DESCRIÇÃO DA TAREFA
Reescreva o trecho do texto sobre Gonzaguinha de "Contestador por natureza, em" a "sem pedir licença.", trocando "desabafo" por "lamento".

TEXTO PARA LEITURA
····················

Gonzaguinha sempre foi considerado um artista de temperamento difícil, não gostava de dar autógrafos e raramente compunha com outros parceiros. Tido por muitos como mal humorado e arrogante, era na verdade um sujeito provocador, despojado, como ele próprio definia: “um grande gozador”, um moleque levado e teimoso que gostava de descumprir ordens. No entanto, o comportamento arredio e a desconfiança que lhe marcavam eram atribuídas por muitos aos conflitos que teve com Luiz Gonzaga. As diferenças entre os dois acabariam se tornando lá na frente o elo perfeito para formar uma parceria entre o sambista do morro carioca e o nordestino que inventou o baião, o destino de ambos cruzando o país, Gonzagão e Gonzaguinha. Já bem à vontade para tratar de temas mais sentimentais, Gonzaguinha teve gravada na voz de outro nordestino uma de suas músicas que continham maior ternura. Em 1983, seu compadre Fagner recebeu de Mariozinho Rocha o aviso de que Gonzaguinha havia lhe mandado uma música. O detalhe é que o empresário considerava que ela tinha sido feita “nas coxas” e não valia a pena gravá-la. Fagner insistiu, chorou de emoção ao ouvi-la e a transformou no carro-chefe do seu LP daquele ano. “Um homem também chora” delineava com maciez sensações singelas e muito humanas, habituadas a se esconderem atrás de hipocrisias. Gonzaguinha falava sem deixar passar nenhuma farpa da criança que constrói e existe em cada homem, da faceta mais frágil e carinhosa dos guerreiros meninos. E ele era um deles.



Sangrando, Explode Coração E Vamos à luta

No início da década de 80, Gonzaguinha passou a morar em Belo Horizonte com sua segunda esposa, Lelete. Desse casamento nasceu a sua caçulinha, Mariana, irmã de Daniel, Fernanda e Amora, filha do relacionamento do cantor com a Frenética Sandra Pêra. Nessa época, ele vivia sua melhor fase e já desfrutava dos sucessos de “Ponto de Interrogação”, “Grito de Alerta” e “Sangrando”. A balada imortalizada por Simone revelava um desenho auto-biográfico e pungente do compositor que não se dizia cantor, mas intérprete de suas emoções. Na letra de “Sangrando”, o intérprete se rendia por inteiro. Começava soltando a voz com um delicado pedido, para depois consentir que a música se apoderasse dele e exprimisse a vida em sua plenitude.

Contestador por natureza, em 1975 Gonzaguinha havia dispensado seus empresários para fundar depois seu próprio selo, Moleque, que também seria o nome do seu álbum de 1977. Nesse ano, “Explode Coração” tornou-se um dos maiores marcos de toda a carreira de Maria Bethânia. Intitulada inicialmente “Não dá mais pra segurar”, a música é um desabafo lento, progressivo, um exercício de confissão e entrega em que o compositor se despe de seus medos e aceita todos os desejos. Em “Explode Coração”, Gonzaguinha se descortina para que a vida entre sem pedir licença.

····················

TRECHO DA LISTAGEM
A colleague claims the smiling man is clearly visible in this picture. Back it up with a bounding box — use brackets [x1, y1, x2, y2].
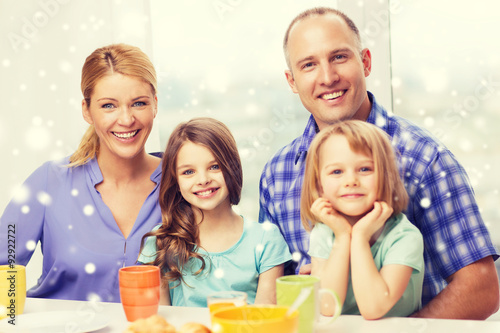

····················

RESPOSTA DA TAREFA
Contestador por natureza, em 1975 Gonzaguinha havia dispensado seus empresários para fundar depois seu próprio selo, Moleque, que também seria o nome do seu álbum de 1977. Nesse ano, “Explode Coração” tornou-se um dos maiores marcos de toda a carreira de Maria Bethânia. Intitulada inicialmente “Não dá mais pra segurar”, a música é um lamento lento, progressivo, um exercício de confissão e entrega em que o compositor se despe de seus medos e aceita todos os desejos. Em “Explode Coração”, Gonzaguinha se descortina para que a vida entre sem pedir licença.